## SHORT PROBLEM
Copy out every line of the entries below word for word, without changing anything.

***** DATA PROVIDED *****

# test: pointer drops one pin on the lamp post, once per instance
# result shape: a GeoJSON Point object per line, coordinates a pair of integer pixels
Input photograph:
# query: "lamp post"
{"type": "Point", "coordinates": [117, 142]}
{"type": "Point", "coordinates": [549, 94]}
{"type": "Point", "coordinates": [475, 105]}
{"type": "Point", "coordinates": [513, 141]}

*****

## RESPONSE TO THIS TASK
# test: pointer drops one pin on the lamp post, once per instance
# result shape: a GeoJSON Point object per line, coordinates a pair of integer pixels
Input photograph:
# query: "lamp post"
{"type": "Point", "coordinates": [117, 142]}
{"type": "Point", "coordinates": [549, 94]}
{"type": "Point", "coordinates": [475, 105]}
{"type": "Point", "coordinates": [513, 141]}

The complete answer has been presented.